++++ PASSAGE SHOWN ++++

With the US shutdown/default crises overshadowing other issues, NY oil traded between $101 and $103 this week as prospects for a resolution to the standoff in Washington went up and down. On Wednesday the equity markets and the oil complex jumped on news that the Congress had reached an agreement as was ready to vote out a temporary solution to the budget crisis. In London, which was less concerned about the machinations in Washington, oil traded more narrowly around $110 a barrel. The jump in NY Wednesday oil closed the Brent/WTI premium to $8.75 at the close.
Because of the partial government shutdown, the EIA will not issue its weekly stock’s report, which should come on Thursday because of the Monday holiday, but the API which does a weekly telephone survey of the industry reported Wednesday evening that US crude stocks climbed by nearly 6 million barrels last week, but gasoline and distillate inventories dropped by 2.2 and 1.3 million barrels respectively. While the API telephone surveys have frequently diverged from the more accurate, EIA reports which are based on mandatory reports to Washington from the oil industry, the API usually has the direction right when large movements in stocks take place.
The meeting between Iran and the six world powers this week seems to have made progress as another round of negotiations is scheduled to take place on 7-8 November. Although no details of the discussions were released, both sides acknowledged that the election of a new more moderate Iranian President last summer, largely brought about by the hardships of the sanctions, has brought about a distinctive change in the atmosphere of the talks. There was said to be much greater detail than ever before in answers to each other’s questions. Iran is reported as having agreed to more intrusive inspections in return for world acknowledgement of its right to enrich uranium. At this point only Israel and some hard-liners in the US Congress seem to be demanding that Iran halt all enrichment.

++++

WORK REQUIRED
Continue the oil market report from its final sentence.

++++ MATERIAL SUPPLIED ++++

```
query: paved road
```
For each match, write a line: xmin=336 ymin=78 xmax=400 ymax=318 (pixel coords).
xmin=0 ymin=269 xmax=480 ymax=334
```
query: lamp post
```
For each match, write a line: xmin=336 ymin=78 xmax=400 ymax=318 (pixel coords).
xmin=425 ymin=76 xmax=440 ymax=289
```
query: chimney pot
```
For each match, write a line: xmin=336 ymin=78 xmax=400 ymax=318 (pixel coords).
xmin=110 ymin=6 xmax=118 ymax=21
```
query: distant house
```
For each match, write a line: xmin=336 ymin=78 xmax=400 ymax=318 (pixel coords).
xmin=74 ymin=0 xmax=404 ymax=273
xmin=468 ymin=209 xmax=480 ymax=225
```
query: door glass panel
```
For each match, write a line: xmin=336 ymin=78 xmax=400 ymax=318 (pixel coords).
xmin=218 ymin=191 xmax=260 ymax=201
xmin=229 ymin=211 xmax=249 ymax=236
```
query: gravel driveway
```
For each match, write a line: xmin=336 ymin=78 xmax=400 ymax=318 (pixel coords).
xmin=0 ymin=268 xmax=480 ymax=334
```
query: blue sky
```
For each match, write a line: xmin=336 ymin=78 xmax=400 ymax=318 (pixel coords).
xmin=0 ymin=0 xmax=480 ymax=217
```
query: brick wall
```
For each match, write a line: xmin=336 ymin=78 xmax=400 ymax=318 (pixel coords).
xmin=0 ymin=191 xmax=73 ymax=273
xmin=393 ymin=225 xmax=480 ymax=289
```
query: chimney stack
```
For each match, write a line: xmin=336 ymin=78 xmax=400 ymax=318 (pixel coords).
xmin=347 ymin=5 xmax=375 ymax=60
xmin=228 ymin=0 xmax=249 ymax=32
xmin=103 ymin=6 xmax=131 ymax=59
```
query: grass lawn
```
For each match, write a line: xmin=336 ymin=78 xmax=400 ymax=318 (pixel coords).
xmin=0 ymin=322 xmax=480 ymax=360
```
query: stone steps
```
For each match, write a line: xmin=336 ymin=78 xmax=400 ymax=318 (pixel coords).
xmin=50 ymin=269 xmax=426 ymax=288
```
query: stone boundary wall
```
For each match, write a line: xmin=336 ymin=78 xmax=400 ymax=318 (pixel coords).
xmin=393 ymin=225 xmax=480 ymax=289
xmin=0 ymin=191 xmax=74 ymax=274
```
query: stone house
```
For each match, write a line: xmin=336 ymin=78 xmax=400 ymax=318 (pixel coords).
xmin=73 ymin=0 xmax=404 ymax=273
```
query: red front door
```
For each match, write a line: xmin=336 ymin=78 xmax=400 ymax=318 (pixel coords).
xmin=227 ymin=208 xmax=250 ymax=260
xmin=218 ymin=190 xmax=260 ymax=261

++++

OUTPUT BELOW
Easing some of the sanctions may be difficult for Washington as they have been enshrined into US law which will require congressional action to ease.
Terrorist bombs continue to kill and maim across Iraq this week; the Basra provincial government is negotiating a bilateral deal with Tehran to build a new pipeline that will supply Iranian gas to three new power plants; and a recently drilled well in Iraqi Kurdistan is flowing at an impressive 32,000 b/d improving prospects for higher output from the province as it completes a new pipeline to Turkey.
The Saudis are making a new effort to increase production at several oil fields to offset declining production at other aging fields and the rapid increase in domestic demand for oil, which at current rates of increase will leave them with very little to export ten or twenty years from now. The Saudis claim they are on track to increasing the average oil recovery from existing wells to 70 percent which they say is nearly double the global average.
Beijing reports that its electricity consumption in September rose by 10.4 percent year on year and between January and September consumption increased by 7.2 percent. Electricity consumption in China usually correlates well with the pace of economic growth.